**VOTRE OBJECTIF:** Pouvez-vous transcrire mot pour mot, dans le texte ci-dessous sur l'empathie et le racisme, tout ce qui va de « L’empathie laisse votre » jusqu'à « notre inconscient collectif. » ?

**TEXTE DU DOCUMENT:**
((
L’empathie laisse votre âme à vif. Il est difficile de survivre dans ce monde avec un cœur blessé et vulnérable. Mardi, cependant, je me suis autorisé à ressentir pleinement ces émotions parce qu’il ne faut pas toujours se contenter de survivre. Pas si vous voulez vivre.

La souffrance est certes inconfortable, mais c’est aussi le signe d’un malaise plus profond. Lorsque vous êtes protégé par une carapace, il est plus facile de se persuader que la situation n’est pas si terrible.

Inconscient collectif

Pour ceux d’entre vous qui en ont assez de lire des articles sur le racisme, croyez-moi, j’en ai assez de devoir écrire sur le sujet.

J’en ai assez de voir notre humanité se vider lentement de sa substance à la suite de microagressions qui lacèrent notre inconscient collectif.

Certes, les réseaux sociaux peuvent donner l’impression que des incidents comme l’altercation à Central Park entre Christian Cooper, ornithologue passionné, et Amy Cooper – cette femme qui a injustement appelé la police au motif qu’il la menaçait – sont des événements qui appartiennent à notre histoire récente, mais c’est faux.

La seule différence c’est que le petit Emmett Till, 14 ans, n’avait pas de smartphone en 1955, lorsqu’il a été lynché après avoir été injustement accusé par Carolyn Bryant de lui avoir fait des avances.
))
**Entrées enregistrées:**
((
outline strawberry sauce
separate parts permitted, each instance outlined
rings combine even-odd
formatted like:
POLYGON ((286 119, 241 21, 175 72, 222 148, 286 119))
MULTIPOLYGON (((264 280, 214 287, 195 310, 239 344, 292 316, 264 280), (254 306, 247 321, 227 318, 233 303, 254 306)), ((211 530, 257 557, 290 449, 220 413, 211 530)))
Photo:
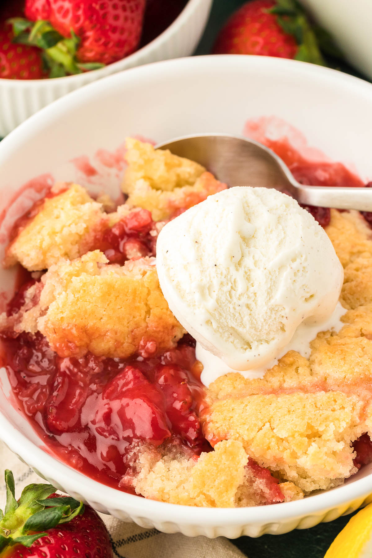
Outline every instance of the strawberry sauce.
))
**RÉSULTAT ATTENDU:**
L’empathie laisse votre âme à vif. Il est difficile de survivre dans ce monde avec un cœur blessé et vulnérable. Mardi, cependant, je me suis autorisé à ressentir pleinement ces émotions parce qu’il ne faut pas toujours se contenter de survivre. Pas si vous voulez vivre.

La souffrance est certes inconfortable, mais c’est aussi le signe d’un malaise plus profond. Lorsque vous êtes protégé par une carapace, il est plus facile de se persuader que la situation n’est pas si terrible.

Inconscient collectif

Pour ceux d’entre vous qui en ont assez de lire des articles sur le racisme, croyez-moi, j’en ai assez de devoir écrire sur le sujet.

J’en ai assez de voir notre humanité se vider lentement de sa substance à la suite de microagressions qui lacèrent notre inconscient collectif.